[[ EXCERPTED RECORDS open ]]
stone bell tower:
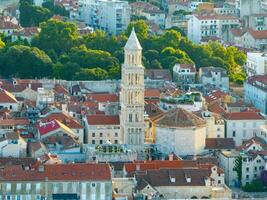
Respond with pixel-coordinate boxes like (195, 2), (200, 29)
(120, 28), (145, 148)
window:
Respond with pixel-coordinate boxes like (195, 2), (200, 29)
(114, 140), (118, 144)
(232, 131), (236, 137)
(92, 183), (96, 187)
(129, 114), (132, 122)
(92, 140), (95, 144)
(246, 175), (249, 179)
(115, 132), (118, 137)
(100, 140), (103, 144)
(17, 183), (21, 191)
(100, 132), (103, 137)
(246, 167), (249, 172)
(92, 133), (95, 137)
(218, 180), (221, 184)
(254, 174), (257, 178)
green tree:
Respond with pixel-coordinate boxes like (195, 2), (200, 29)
(233, 156), (242, 187)
(19, 0), (52, 27)
(125, 20), (148, 39)
(0, 45), (53, 78)
(0, 38), (5, 49)
(53, 62), (80, 80)
(74, 68), (108, 80)
(32, 19), (80, 55)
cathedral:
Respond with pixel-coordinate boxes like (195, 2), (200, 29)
(120, 28), (145, 149)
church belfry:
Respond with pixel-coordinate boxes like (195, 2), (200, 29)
(120, 28), (145, 147)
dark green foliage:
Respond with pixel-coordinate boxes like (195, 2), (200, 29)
(0, 45), (53, 78)
(243, 179), (267, 192)
(0, 19), (246, 83)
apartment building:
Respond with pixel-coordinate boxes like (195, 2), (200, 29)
(78, 0), (130, 35)
(245, 52), (267, 76)
(188, 13), (240, 43)
(244, 75), (267, 114)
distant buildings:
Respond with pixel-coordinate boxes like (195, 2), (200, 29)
(244, 75), (267, 114)
(224, 111), (266, 145)
(173, 63), (196, 87)
(245, 52), (267, 76)
(188, 13), (240, 43)
(78, 0), (130, 35)
(199, 66), (229, 92)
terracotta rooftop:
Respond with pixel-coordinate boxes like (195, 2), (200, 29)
(0, 163), (111, 181)
(155, 108), (206, 128)
(0, 89), (17, 103)
(36, 119), (74, 136)
(0, 118), (29, 126)
(41, 112), (83, 129)
(86, 115), (120, 125)
(205, 138), (235, 150)
(87, 93), (119, 102)
(246, 75), (267, 92)
(247, 28), (267, 40)
(224, 112), (265, 120)
(144, 89), (161, 99)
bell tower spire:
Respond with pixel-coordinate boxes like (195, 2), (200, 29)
(120, 28), (145, 148)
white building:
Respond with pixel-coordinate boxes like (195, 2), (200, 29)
(0, 88), (19, 111)
(245, 52), (267, 76)
(155, 108), (207, 156)
(218, 150), (239, 187)
(199, 66), (229, 92)
(78, 0), (130, 35)
(224, 111), (266, 146)
(36, 87), (55, 108)
(120, 29), (145, 149)
(244, 75), (267, 114)
(241, 29), (267, 50)
(173, 63), (196, 87)
(0, 132), (27, 157)
(188, 13), (240, 43)
(84, 115), (121, 145)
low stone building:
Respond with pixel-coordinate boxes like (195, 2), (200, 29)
(173, 63), (196, 88)
(135, 165), (232, 199)
(0, 163), (112, 200)
(199, 67), (229, 92)
(155, 108), (207, 156)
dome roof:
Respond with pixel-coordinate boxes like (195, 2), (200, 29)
(155, 108), (206, 128)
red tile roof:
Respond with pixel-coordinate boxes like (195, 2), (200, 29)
(0, 118), (29, 126)
(41, 112), (83, 129)
(0, 163), (111, 181)
(0, 89), (17, 103)
(205, 138), (235, 150)
(205, 90), (227, 103)
(224, 112), (265, 120)
(36, 120), (61, 135)
(87, 93), (119, 102)
(124, 160), (198, 174)
(144, 89), (160, 98)
(247, 28), (267, 40)
(86, 115), (120, 125)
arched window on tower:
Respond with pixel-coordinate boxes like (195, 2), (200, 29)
(135, 113), (139, 122)
(129, 114), (132, 122)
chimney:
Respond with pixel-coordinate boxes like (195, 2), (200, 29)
(136, 164), (140, 171)
(168, 153), (174, 161)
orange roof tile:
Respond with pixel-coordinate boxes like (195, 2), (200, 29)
(86, 115), (120, 125)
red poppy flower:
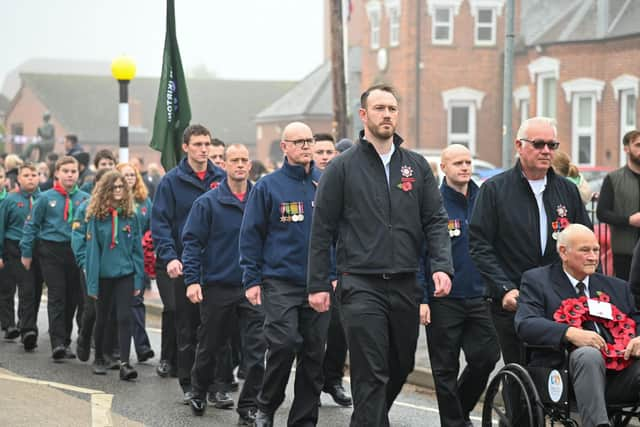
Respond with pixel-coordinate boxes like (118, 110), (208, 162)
(402, 181), (412, 192)
(596, 291), (610, 302)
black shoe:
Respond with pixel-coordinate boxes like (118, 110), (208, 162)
(208, 391), (234, 409)
(76, 337), (90, 362)
(23, 331), (37, 351)
(64, 347), (76, 359)
(105, 355), (120, 370)
(189, 395), (206, 416)
(4, 326), (19, 340)
(156, 359), (171, 377)
(254, 410), (274, 427)
(182, 391), (195, 405)
(93, 358), (108, 375)
(323, 383), (352, 407)
(137, 348), (155, 363)
(237, 408), (256, 426)
(119, 362), (138, 381)
(52, 345), (66, 362)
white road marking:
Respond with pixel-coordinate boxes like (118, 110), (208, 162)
(0, 372), (115, 426)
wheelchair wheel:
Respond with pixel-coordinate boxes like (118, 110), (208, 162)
(482, 363), (545, 427)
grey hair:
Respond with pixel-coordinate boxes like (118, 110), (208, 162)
(556, 223), (593, 252)
(516, 117), (558, 140)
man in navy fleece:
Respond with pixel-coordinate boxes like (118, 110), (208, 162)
(182, 144), (265, 425)
(240, 122), (330, 427)
(151, 124), (227, 404)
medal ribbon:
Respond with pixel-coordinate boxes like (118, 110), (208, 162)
(53, 182), (78, 223)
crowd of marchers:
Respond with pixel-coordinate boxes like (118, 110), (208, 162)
[[ EXCERPTED RECORDS closed ]]
THE PROBLEM: Transcribe the material exactly, leaving every picture out.

TASK OUTPUT:
stone bell tower:
Respond with pixel-coordinate boxes like (195, 2), (200, 29)
(120, 28), (145, 148)
window:
Respond with pixel-coordinate boxes like (195, 2), (200, 29)
(114, 140), (118, 144)
(232, 131), (236, 137)
(92, 183), (96, 187)
(129, 114), (132, 122)
(92, 140), (95, 144)
(246, 175), (249, 179)
(115, 132), (118, 137)
(100, 140), (103, 144)
(17, 183), (21, 191)
(100, 132), (103, 137)
(246, 167), (249, 172)
(92, 133), (95, 137)
(218, 180), (221, 184)
(254, 174), (257, 178)
green tree:
Respond with pixel-coordinate boxes like (195, 2), (200, 29)
(233, 156), (242, 187)
(19, 0), (52, 27)
(125, 20), (148, 39)
(0, 45), (53, 78)
(0, 38), (5, 49)
(53, 62), (80, 80)
(74, 68), (108, 80)
(32, 19), (80, 55)
cathedral:
Respond with pixel-coordinate boxes like (195, 2), (200, 29)
(120, 28), (145, 149)
church belfry:
Respond with pixel-coordinate boxes like (195, 2), (200, 29)
(120, 28), (145, 147)
dark green foliage:
Respond with pixel-coordinate boxes like (195, 2), (200, 29)
(0, 45), (53, 78)
(243, 179), (267, 192)
(0, 19), (246, 83)
apartment building:
Respond with pixel-coordinate boxes like (195, 2), (200, 29)
(78, 0), (130, 35)
(245, 52), (267, 76)
(188, 13), (240, 43)
(244, 75), (267, 114)
distant buildings:
Respond with pixel-coordinate boxes like (195, 2), (200, 29)
(244, 75), (267, 114)
(224, 111), (266, 145)
(173, 63), (196, 87)
(245, 52), (267, 76)
(188, 13), (240, 43)
(78, 0), (130, 35)
(199, 66), (229, 92)
terracotta rooftop:
Respond with pixel-coordinate boxes like (195, 2), (200, 29)
(0, 163), (111, 181)
(155, 108), (206, 128)
(0, 89), (17, 103)
(36, 119), (74, 136)
(0, 118), (29, 126)
(41, 112), (83, 129)
(86, 115), (120, 125)
(205, 138), (235, 150)
(87, 93), (119, 102)
(246, 75), (267, 92)
(247, 28), (267, 40)
(224, 112), (265, 120)
(144, 89), (161, 99)
bell tower spire:
Respond with pixel-coordinate boxes like (195, 2), (200, 29)
(120, 28), (145, 148)
white building:
Respond with pixel-coordinate boxes like (195, 2), (200, 29)
(0, 88), (19, 111)
(245, 52), (267, 76)
(155, 108), (207, 156)
(218, 150), (239, 187)
(199, 66), (229, 92)
(78, 0), (130, 35)
(224, 111), (266, 146)
(36, 87), (55, 108)
(120, 29), (145, 149)
(244, 75), (267, 114)
(241, 29), (267, 50)
(173, 63), (196, 87)
(0, 132), (27, 157)
(188, 13), (240, 43)
(84, 115), (121, 145)
low stone building:
Respond with pixel-coordinate boxes like (195, 2), (200, 29)
(173, 63), (196, 88)
(135, 165), (232, 199)
(0, 163), (112, 200)
(199, 67), (229, 92)
(155, 108), (207, 156)
dome roof:
Respond with pixel-coordinate boxes like (195, 2), (200, 29)
(155, 108), (206, 128)
red tile roof:
Respond with pixel-coordinate boxes like (195, 2), (200, 29)
(0, 118), (29, 126)
(41, 112), (83, 129)
(0, 163), (111, 181)
(0, 89), (17, 103)
(205, 138), (235, 150)
(205, 90), (227, 103)
(224, 112), (265, 120)
(36, 120), (61, 135)
(87, 93), (119, 102)
(124, 160), (198, 174)
(144, 89), (160, 98)
(247, 28), (267, 40)
(86, 115), (120, 125)
arched window on tower:
Respond with pixel-coordinate boxes like (195, 2), (200, 29)
(135, 113), (139, 122)
(129, 114), (132, 122)
chimney:
Respond with pixel-coordinate boxes like (195, 2), (200, 29)
(136, 164), (140, 171)
(168, 153), (174, 161)
orange roof tile:
Respond with pixel-coordinate boxes like (195, 2), (200, 29)
(86, 115), (120, 125)
red poppy flower:
Respond with pixel-coordinate boxes like (118, 110), (208, 162)
(402, 181), (412, 192)
(596, 291), (610, 302)
black shoe:
Respond with pixel-coordinate boxes like (118, 110), (208, 162)
(208, 391), (234, 409)
(76, 337), (90, 362)
(23, 331), (37, 351)
(64, 347), (76, 359)
(105, 355), (120, 370)
(189, 395), (206, 416)
(4, 326), (19, 340)
(156, 359), (171, 377)
(254, 410), (274, 427)
(182, 391), (195, 405)
(93, 358), (108, 375)
(323, 383), (352, 407)
(137, 348), (155, 363)
(237, 408), (256, 426)
(119, 362), (138, 381)
(52, 345), (66, 362)
white road marking:
Respond with pixel-coordinate boxes like (118, 110), (208, 162)
(0, 372), (115, 426)
wheelchair wheel:
Respond with pixel-coordinate boxes like (118, 110), (208, 162)
(482, 363), (545, 427)
grey hair:
Respond with pixel-coordinate boxes like (118, 110), (208, 162)
(556, 223), (593, 252)
(516, 117), (558, 140)
man in navy fleece:
Respond with pixel-coordinate boxes like (118, 110), (208, 162)
(182, 144), (265, 425)
(240, 122), (330, 427)
(151, 124), (227, 404)
medal ribbon:
Respond with pixel-coordinate boxes like (118, 110), (208, 162)
(53, 182), (78, 223)
crowd of marchers:
Respond with pixel-coordinate boxes like (118, 110), (208, 162)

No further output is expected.